_Исходный текст_
ДРЕССИРОВАННОЕ ОБЩЕСТВО

Каждое сообщество действует как самоорганизующийся разум, даже то, которое топчется вокруг нас на тысячах маленьких лапок.


Франс де Вааль. «Достаточно ли мы умны, чтобы судить об уме животных?»

Мне не очень нравится слово bullying, — а его сейчас стали часто употреблять вместо хорошего русского слова «травля». Видимо, это от интуитивного желания обратиться к заёмному психотерапевтическому опыту.Великая русская литература на то и великая, что содержит массу нестареющих историй и вневременных наблюдений. Она удивительным образом описывает всё происходящее за окном — причём для всех поколений.

Николай Семёнович Лесков, прозёванный гений этой литературы, как-то написал рассказ «Административная грация» — рассказ этот имеет второе название «Zahme Dressur1 в жандармской аранжировке». У рассказа была довольно странная судьба — многие тексты Лескова, не печатавшиеся по цензурным соображениям, были напечатаны сразу после революции, а этот пролежал до 1934 года.

_Собранные данные_

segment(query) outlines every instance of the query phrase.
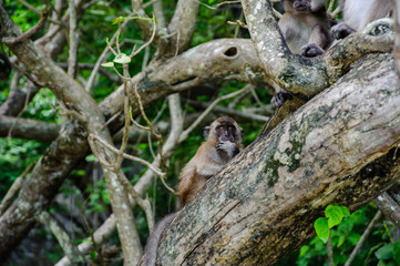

_Задание 1_
Перепечатайте из текста о травле фрагмент от «Каждое сообщество действует» до «для всех поколений.» включительно.
_Задание 2_
Перепишите абзац текста о травле, начинающийся словами «Николай Семёнович Лесков», в виде краткого списка с сохранением основных фактов.

_Ответ на задание 1_
Каждое сообщество действует как самоорганизующийся разум, даже то, которое топчется вокруг нас на тысячах маленьких лапок.


Франс де Вааль. «Достаточно ли мы умны, чтобы судить об уме животных?»

Мне не очень нравится слово bullying, — а его сейчас стали часто употреблять вместо хорошего русского слова «травля». Видимо, это от интуитивного желания обратиться к заёмному психотерапевтическому опыту.Великая русская литература на то и великая, что содержит массу нестареющих историй и вневременных наблюдений. Она удивительным образом описывает всё происходящее за окном — причём для всех поколений.

_Ответ на задание 2_
- Николай Семёнович Лесков, названный прозёванным гением русской литературы, написал рассказ «Административная грация».
- Второе название рассказа: «Zahme Dressur в жандармской аранжировке».
- Многие тексты Лескова, не печатавшиеся по цензурным соображениям, вышли сразу после революции, а этот рассказ пролежал до 1934 года.